═════ Records for the exercise ═════

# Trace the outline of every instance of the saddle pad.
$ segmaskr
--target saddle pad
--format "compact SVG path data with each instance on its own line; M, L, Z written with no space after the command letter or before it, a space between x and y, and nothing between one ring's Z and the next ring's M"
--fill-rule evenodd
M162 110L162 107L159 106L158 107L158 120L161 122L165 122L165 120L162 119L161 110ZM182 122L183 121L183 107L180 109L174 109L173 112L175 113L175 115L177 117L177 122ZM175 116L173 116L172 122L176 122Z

═════

* _What to produce_: Set down all of the lines above once more, character for character, changing nothing.

* _Written response_:
# Trace the outline of every instance of the saddle pad.
$ segmaskr
--target saddle pad
--format "compact SVG path data with each instance on its own line; M, L, Z written with no space after the command letter or before it, a space between x and y, and nothing between one ring's Z and the next ring's M"
--fill-rule evenodd
M162 110L162 107L159 106L158 107L158 120L161 122L165 122L165 120L162 119L161 110ZM182 122L183 121L183 107L180 109L174 109L173 112L175 113L175 115L177 117L177 122ZM175 116L173 116L172 122L176 122Z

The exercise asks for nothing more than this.